*REQUIRED WORK*. From the first entry to the last, copy each one exactly.
--- --- ---
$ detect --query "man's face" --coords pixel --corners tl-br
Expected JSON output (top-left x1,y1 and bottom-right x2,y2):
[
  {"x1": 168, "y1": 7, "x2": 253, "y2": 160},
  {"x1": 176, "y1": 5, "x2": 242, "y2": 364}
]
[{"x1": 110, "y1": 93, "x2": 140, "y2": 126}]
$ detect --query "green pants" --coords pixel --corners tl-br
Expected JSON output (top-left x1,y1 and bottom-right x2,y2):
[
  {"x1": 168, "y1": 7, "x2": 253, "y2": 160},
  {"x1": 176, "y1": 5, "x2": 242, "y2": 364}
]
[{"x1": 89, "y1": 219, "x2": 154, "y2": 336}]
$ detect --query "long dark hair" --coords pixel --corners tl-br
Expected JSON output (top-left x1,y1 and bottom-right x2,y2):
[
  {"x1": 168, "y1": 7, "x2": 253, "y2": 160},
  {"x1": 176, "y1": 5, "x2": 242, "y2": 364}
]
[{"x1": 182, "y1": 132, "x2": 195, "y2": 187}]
--- --- ---
*OUTPUT FOR THIS EXERCISE*.
$ detect --query "man's face" --coords pixel --corners tl-br
Expected JSON output (top-left x1,y1 and bottom-right x2,y2):
[
  {"x1": 168, "y1": 7, "x2": 253, "y2": 160},
  {"x1": 176, "y1": 5, "x2": 242, "y2": 364}
]
[{"x1": 110, "y1": 93, "x2": 140, "y2": 126}]
$ detect --query "green pants" --coords pixel --corners tl-br
Expected JSON output (top-left x1,y1 and bottom-right x2,y2):
[
  {"x1": 168, "y1": 7, "x2": 253, "y2": 160},
  {"x1": 176, "y1": 5, "x2": 242, "y2": 364}
]
[{"x1": 89, "y1": 219, "x2": 154, "y2": 336}]
$ detect --query "long dark hair" --coords pixel --corners tl-br
Expected JSON output (top-left x1,y1 and bottom-right x2,y2):
[
  {"x1": 168, "y1": 7, "x2": 253, "y2": 160},
  {"x1": 176, "y1": 5, "x2": 242, "y2": 364}
]
[{"x1": 182, "y1": 132, "x2": 195, "y2": 187}]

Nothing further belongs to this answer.